[Start GIVEN RECORDS]

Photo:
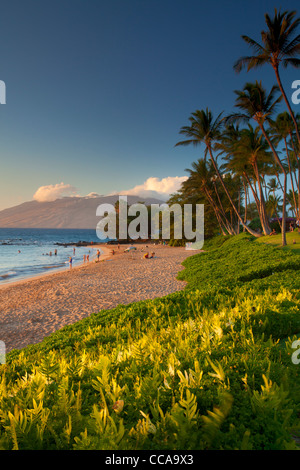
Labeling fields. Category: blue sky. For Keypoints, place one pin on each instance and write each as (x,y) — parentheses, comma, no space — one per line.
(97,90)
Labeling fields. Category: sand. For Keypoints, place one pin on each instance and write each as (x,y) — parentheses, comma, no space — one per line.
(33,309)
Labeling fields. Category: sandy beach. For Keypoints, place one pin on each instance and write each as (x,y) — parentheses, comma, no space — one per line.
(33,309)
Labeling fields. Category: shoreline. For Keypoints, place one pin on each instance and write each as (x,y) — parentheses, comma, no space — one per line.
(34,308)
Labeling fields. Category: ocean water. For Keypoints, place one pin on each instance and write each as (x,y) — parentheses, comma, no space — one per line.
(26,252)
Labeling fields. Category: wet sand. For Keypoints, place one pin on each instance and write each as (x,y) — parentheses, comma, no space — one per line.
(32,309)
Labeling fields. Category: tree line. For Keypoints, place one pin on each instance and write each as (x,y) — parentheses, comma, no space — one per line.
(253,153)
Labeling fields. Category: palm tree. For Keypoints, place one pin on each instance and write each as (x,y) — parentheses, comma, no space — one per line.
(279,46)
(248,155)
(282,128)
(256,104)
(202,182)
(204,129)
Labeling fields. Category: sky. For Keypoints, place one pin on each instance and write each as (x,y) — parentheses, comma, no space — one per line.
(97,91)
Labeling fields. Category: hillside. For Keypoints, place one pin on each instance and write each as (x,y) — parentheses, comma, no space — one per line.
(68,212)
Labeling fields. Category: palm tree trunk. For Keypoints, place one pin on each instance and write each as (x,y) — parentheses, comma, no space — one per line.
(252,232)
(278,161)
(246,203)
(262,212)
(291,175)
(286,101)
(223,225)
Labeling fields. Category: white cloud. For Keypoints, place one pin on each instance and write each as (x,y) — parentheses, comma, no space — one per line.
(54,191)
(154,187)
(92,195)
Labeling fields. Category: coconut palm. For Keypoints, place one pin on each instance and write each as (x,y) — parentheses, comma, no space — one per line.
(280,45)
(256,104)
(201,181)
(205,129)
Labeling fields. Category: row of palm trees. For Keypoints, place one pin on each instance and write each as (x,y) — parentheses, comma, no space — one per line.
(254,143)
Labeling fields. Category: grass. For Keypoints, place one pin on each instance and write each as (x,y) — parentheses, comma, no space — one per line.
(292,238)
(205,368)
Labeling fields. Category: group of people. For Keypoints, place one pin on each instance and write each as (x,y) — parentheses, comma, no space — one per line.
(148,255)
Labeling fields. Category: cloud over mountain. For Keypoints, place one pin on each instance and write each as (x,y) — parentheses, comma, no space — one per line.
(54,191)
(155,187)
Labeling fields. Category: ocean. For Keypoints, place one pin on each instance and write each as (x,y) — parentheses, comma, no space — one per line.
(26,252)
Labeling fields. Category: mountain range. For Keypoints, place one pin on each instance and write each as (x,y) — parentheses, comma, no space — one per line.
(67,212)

[End GIVEN RECORDS]

= CHALLENGE =
Please render every line of the entries above as a Markdown table with the columns "No." and "Line", numbering each row and skipping blank lines. Leave the pictures out of the table.

= FULL RESPONSE =
| No. | Line |
|---|---|
| 1 | Photo: |
| 2 | Labeling fields. Category: blue sky. For Keypoints, place one pin on each instance and write each as (x,y) — parentheses, comma, no space — one per line. |
| 3 | (97,90) |
| 4 | Labeling fields. Category: sand. For Keypoints, place one pin on each instance and write each as (x,y) — parentheses, comma, no space — one per line. |
| 5 | (33,309) |
| 6 | Labeling fields. Category: sandy beach. For Keypoints, place one pin on each instance and write each as (x,y) — parentheses, comma, no space — one per line. |
| 7 | (33,309) |
| 8 | Labeling fields. Category: shoreline. For Keypoints, place one pin on each instance and write each as (x,y) — parentheses, comma, no space — one per line. |
| 9 | (34,308) |
| 10 | Labeling fields. Category: ocean water. For Keypoints, place one pin on each instance and write each as (x,y) — parentheses, comma, no space — one per line. |
| 11 | (26,252) |
| 12 | Labeling fields. Category: wet sand. For Keypoints, place one pin on each instance and write each as (x,y) — parentheses, comma, no space — one per line. |
| 13 | (32,309) |
| 14 | Labeling fields. Category: tree line. For Keypoints, place one pin on each instance and write each as (x,y) — parentheses, comma, no space — one per line. |
| 15 | (253,153) |
| 16 | Labeling fields. Category: palm tree. For Keypoints, place one pin on each instance and write each as (x,y) — parentheses, comma, no space — one per line. |
| 17 | (279,46) |
| 18 | (248,155) |
| 19 | (282,128) |
| 20 | (256,104) |
| 21 | (202,182) |
| 22 | (204,129) |
| 23 | Labeling fields. Category: sky. For Keypoints, place one pin on each instance and write each as (x,y) — parentheses, comma, no space — one per line. |
| 24 | (97,91) |
| 25 | Labeling fields. Category: hillside. For Keypoints, place one pin on each instance and write each as (x,y) — parentheses, comma, no space — one per line. |
| 26 | (68,212) |
| 27 | Labeling fields. Category: palm tree trunk. For Keypoints, place one pin on each instance and write each as (x,y) — parentheses, comma, no space — one per line. |
| 28 | (252,232) |
| 29 | (278,161) |
| 30 | (246,203) |
| 31 | (262,212) |
| 32 | (291,175) |
| 33 | (286,101) |
| 34 | (223,225) |
| 35 | Labeling fields. Category: white cloud. For Keypoints, place one pin on each instance and write each as (x,y) — parentheses, comma, no space — one per line. |
| 36 | (54,191) |
| 37 | (154,187) |
| 38 | (92,195) |
| 39 | Labeling fields. Category: coconut palm. For Keypoints, place one pin on each instance and write each as (x,y) — parentheses, comma, no space — one per line. |
| 40 | (280,45) |
| 41 | (256,104) |
| 42 | (201,181) |
| 43 | (205,129) |
| 44 | Labeling fields. Category: row of palm trees. For Keypoints, place one pin on each instance and write each as (x,y) — parentheses, comma, no space — one per line. |
| 45 | (254,143) |
| 46 | Labeling fields. Category: grass. For Keypoints, place one pin on each instance and write each as (x,y) — parentheses, comma, no space — one per line. |
| 47 | (292,238) |
| 48 | (205,368) |
| 49 | Labeling fields. Category: group of people. For Keypoints, place one pin on each instance and write each as (x,y) — parentheses, comma, no space — one per line. |
| 50 | (148,255) |
| 51 | Labeling fields. Category: cloud over mountain. For Keypoints, place one pin on each instance and write each as (x,y) — parentheses, comma, no space — one per line. |
| 52 | (54,191) |
| 53 | (155,187) |
| 54 | Labeling fields. Category: ocean. For Keypoints, place one pin on each instance and write each as (x,y) — parentheses, comma, no space — one per line. |
| 55 | (26,252) |
| 56 | Labeling fields. Category: mountain range. For Keypoints, place one pin on each instance and write each as (x,y) — parentheses, comma, no space — one per line. |
| 57 | (67,212) |